Rassie Wicker, born in 1892 to a carpenter/cabinetmaker father employed by Leonard Tufts, grew up to be a force in Pinehurst history. After graduating from a one-room schoolhouse he continued studies at what would become N.C. State University, returning to Pinehurst as surveyor-civil engineer and self-styled Moore County historian.
After serving in Europe during World War I, Rassie married Dolly Loving, had two children, and in 1923 built a home on Dundee Road. Over the years Pinehurst’s “Renaissance man” helped configure village streets and greenspaces. He died in 1972, and Rassie Wicker Park was named in honor of him in 1995.
The Wicker homestead had been updated and well-maintained when Bob and Lisa discovered it while living in a three-story brick Federalist in Holly Springs. Lisa wanted an old house to restore in retirement. Golf sweetened the deal for Bob.
“What about Pinehurst?” he suggested.
Like other retirees, Lisa pictured something walking distance to the village. Availability for these prime locations was, as usual, tight. Then, while driving out of Pinehurst they spotted the Wicker cottage, its brown shakes painted yellow, in a neighborhood Tufts intended for resort employees.
The cottage had been remodeled in the late ’90s, but Bob wasn’t thrilled with its flat roof. Nevertheless, the guest cottage and workshop were a plus, as was the acre of land. They returned to take a look. Soon after, by chance, Lisa met Rassie’s granddaughter, Jill Wicker Gooding, who still keeps a house in Pinehurst.
“This house was meant to be, for us,” Lisa concluded. “We felt an instant connection.”
With help from a contractor, the two medical professionals from Ohio converted space to better uses, even locating a stall shower outside the bathroom proper. They added 900 square feet onto the back, forming a living-dining room with walls sized to fit their furniture, including dining and coffee tables crafted by Bob. In another life, the coffee table was a flatbed trolley carrying wood around a lumberyard. “She finds a picture, I make it,” says Bob.
A sun porch was converted (with beadboard paneling and ceiling-height windows) into a guest room — bright and charming as a treehouse. “Dolly’s kitchen” became another bedroom, while the new kitchen-without-walls spread in several directions. The master suite was cobbled from three original bedrooms. That unattractive flat roof gained a pitch, with its rafters removed and reinstalled as shelves. The yellow exterior shakes are now a fresh vanilla.

PROMPT: Write out the part of the Wicker house passage word for word, starting with "A sun porch" and going on through "a fresh vanilla.". The rows after this have nothing to do with the Wicker house passage.

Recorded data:
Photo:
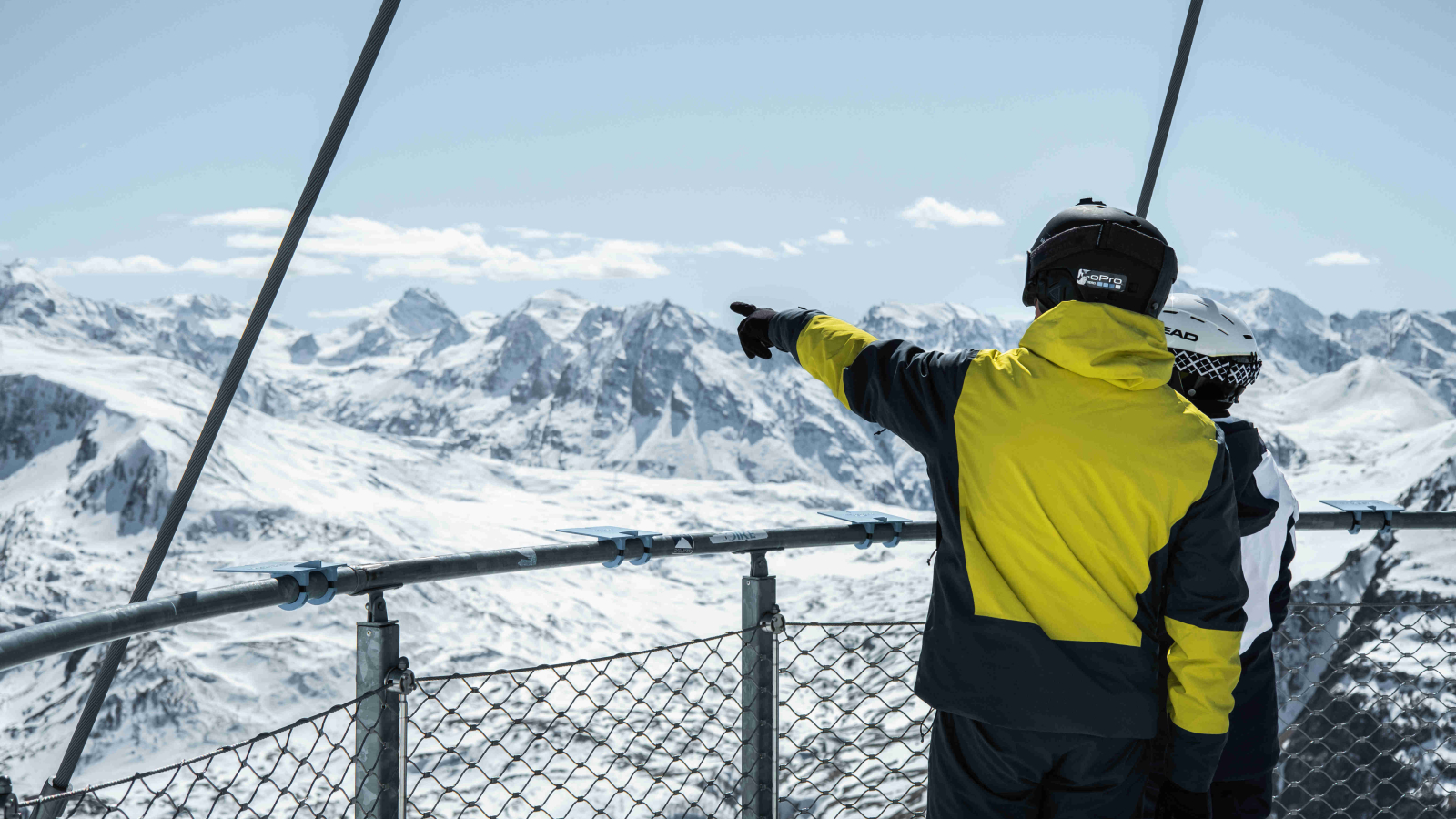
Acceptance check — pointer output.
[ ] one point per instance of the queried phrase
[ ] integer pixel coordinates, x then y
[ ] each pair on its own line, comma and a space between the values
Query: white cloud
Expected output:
244, 267
462, 254
929, 210
529, 232
1343, 257
456, 254
351, 312
261, 217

TASK ANSWER:
A sun porch was converted (with beadboard paneling and ceiling-height windows) into a guest room — bright and charming as a treehouse. “Dolly’s kitchen” became another bedroom, while the new kitchen-without-walls spread in several directions. The master suite was cobbled from three original bedrooms. That unattractive flat roof gained a pitch, with its rafters removed and reinstalled as shelves. The yellow exterior shakes are now a fresh vanilla.